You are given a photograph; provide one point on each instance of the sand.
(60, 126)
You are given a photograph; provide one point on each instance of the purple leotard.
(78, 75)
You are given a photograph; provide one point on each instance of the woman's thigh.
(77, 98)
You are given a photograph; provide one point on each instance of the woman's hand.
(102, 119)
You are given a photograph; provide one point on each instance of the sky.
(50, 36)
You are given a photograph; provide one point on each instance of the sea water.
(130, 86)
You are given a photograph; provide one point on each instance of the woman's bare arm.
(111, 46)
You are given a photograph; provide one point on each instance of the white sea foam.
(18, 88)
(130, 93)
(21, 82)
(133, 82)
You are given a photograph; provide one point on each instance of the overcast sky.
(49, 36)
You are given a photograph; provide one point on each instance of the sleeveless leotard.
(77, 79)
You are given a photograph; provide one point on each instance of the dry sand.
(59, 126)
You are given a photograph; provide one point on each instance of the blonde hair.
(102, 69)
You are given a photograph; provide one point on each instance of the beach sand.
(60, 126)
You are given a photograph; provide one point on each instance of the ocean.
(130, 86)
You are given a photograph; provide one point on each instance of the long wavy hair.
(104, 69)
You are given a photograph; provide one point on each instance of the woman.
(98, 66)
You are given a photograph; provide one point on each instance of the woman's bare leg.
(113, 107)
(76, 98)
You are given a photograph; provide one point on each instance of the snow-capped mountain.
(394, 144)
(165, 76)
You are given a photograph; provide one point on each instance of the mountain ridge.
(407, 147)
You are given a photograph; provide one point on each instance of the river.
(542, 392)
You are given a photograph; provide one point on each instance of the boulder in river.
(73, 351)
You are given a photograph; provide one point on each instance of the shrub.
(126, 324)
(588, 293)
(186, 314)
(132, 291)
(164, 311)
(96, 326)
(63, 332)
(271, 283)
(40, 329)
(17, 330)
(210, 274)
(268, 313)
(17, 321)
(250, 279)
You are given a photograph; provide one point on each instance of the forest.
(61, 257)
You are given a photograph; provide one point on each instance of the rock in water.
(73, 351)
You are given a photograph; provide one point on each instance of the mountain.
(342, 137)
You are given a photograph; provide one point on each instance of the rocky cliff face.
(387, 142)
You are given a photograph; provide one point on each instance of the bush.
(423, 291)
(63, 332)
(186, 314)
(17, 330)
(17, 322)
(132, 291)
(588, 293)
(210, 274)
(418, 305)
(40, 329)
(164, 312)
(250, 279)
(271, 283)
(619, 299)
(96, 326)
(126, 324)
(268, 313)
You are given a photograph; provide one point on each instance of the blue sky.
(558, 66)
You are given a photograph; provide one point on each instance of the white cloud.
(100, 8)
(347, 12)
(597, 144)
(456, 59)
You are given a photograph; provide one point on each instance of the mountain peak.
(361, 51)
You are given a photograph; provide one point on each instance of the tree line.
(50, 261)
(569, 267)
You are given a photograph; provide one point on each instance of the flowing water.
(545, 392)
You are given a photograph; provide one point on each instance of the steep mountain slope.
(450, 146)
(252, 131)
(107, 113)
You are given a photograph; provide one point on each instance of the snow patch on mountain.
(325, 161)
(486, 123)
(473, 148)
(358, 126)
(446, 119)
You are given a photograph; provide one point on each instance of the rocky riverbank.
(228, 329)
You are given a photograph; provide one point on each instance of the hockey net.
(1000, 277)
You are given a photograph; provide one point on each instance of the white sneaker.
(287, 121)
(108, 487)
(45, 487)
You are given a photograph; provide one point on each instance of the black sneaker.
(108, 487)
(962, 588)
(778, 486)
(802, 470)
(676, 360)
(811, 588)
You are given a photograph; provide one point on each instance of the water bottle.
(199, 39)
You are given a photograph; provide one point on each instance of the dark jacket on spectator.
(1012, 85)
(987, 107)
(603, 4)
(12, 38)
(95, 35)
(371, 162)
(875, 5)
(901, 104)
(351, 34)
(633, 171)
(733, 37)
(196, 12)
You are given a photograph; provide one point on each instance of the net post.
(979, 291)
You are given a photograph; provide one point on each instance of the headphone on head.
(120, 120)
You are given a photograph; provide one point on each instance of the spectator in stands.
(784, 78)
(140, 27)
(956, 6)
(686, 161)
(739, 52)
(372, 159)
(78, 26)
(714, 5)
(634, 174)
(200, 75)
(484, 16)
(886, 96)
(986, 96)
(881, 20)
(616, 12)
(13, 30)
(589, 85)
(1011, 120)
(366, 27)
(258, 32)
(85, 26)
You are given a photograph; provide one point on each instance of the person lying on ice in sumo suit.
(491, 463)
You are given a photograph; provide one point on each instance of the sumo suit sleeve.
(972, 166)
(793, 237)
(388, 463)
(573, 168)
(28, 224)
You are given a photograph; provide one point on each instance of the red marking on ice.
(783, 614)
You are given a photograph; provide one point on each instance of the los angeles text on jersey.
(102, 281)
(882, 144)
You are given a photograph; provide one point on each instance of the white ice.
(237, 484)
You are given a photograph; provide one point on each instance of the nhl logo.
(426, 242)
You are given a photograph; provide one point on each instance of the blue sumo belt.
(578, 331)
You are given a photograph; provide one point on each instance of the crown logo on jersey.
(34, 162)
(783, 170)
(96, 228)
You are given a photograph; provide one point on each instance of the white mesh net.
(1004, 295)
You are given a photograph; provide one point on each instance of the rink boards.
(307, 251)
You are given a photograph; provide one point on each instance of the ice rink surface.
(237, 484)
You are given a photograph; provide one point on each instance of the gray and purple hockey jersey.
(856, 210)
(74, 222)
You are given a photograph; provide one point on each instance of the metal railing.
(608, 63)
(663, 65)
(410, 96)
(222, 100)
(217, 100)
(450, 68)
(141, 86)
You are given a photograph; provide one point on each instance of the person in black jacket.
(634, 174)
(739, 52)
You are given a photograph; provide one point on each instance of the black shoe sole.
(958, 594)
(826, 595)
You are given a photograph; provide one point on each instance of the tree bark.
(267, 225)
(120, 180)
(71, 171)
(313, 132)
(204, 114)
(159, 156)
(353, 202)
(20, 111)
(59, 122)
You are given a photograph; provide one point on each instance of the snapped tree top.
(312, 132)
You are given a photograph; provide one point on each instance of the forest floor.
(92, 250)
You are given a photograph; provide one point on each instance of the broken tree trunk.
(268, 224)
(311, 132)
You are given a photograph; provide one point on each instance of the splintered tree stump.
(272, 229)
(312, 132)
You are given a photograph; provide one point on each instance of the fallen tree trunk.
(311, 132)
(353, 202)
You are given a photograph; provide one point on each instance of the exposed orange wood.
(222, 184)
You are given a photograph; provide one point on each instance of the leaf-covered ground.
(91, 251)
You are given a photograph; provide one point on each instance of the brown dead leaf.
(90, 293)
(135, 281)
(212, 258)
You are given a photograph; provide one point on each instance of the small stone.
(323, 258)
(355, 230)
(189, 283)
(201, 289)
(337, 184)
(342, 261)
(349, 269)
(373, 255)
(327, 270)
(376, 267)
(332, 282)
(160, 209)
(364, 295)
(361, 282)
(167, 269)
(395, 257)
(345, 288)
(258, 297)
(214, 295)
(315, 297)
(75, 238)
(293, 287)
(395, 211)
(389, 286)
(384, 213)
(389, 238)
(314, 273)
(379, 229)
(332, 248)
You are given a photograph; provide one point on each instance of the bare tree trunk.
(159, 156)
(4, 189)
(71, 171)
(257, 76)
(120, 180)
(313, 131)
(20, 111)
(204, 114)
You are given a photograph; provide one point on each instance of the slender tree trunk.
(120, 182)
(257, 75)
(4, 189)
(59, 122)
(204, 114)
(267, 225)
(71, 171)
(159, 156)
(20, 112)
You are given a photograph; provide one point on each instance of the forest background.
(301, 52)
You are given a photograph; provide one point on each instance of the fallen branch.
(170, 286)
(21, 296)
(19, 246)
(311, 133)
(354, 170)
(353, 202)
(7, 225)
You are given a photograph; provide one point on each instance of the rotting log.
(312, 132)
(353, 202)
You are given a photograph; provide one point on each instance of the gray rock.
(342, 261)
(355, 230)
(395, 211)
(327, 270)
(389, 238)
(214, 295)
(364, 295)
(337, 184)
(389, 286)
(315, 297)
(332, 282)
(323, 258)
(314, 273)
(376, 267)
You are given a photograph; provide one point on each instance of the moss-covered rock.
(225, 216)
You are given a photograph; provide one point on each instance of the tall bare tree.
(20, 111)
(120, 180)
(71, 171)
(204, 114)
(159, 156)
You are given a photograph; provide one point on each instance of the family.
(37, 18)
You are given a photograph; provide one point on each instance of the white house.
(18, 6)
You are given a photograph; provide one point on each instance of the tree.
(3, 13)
+ + +
EXERCISE BRIEF
Give back the lines above exactly, from the one with "bare tree trunk." through the last line.

FINAL ANSWER
You are given a photograph; provide one point on each instance of the bare tree trunk.
(159, 156)
(4, 189)
(71, 171)
(257, 76)
(120, 180)
(313, 131)
(20, 111)
(204, 114)
You are given a photograph; provide one point on each instance of the slender tree trunk.
(120, 182)
(257, 75)
(4, 189)
(59, 122)
(204, 114)
(267, 225)
(71, 171)
(159, 156)
(20, 112)
You are given a photograph; provide one point on each instance of the forest background.
(301, 52)
You are given a photograph; provide one point on each instance of the fallen branch.
(170, 286)
(21, 296)
(19, 246)
(311, 133)
(354, 170)
(353, 202)
(7, 225)
You are given a photograph; provide one point on each instance of the rotting log.
(312, 132)
(353, 202)
You are given a photograph; provide one point on each instance of the gray rock.
(342, 261)
(355, 230)
(395, 211)
(327, 270)
(389, 238)
(214, 295)
(364, 295)
(337, 184)
(389, 286)
(315, 297)
(332, 282)
(323, 258)
(314, 273)
(376, 267)
You are given a photograph; provide one point on each instance of the moss-covered rock.
(225, 216)
You are given a photograph; provide one point on each instance of the tall bare tree.
(20, 111)
(120, 180)
(71, 171)
(204, 114)
(159, 156)
You are given a photograph; provide one point on each instance of the family.
(37, 18)
You are given a photograph; provide one point on each instance of the white house.
(18, 6)
You are given a photograph; provide one point on each instance of the tree.
(3, 13)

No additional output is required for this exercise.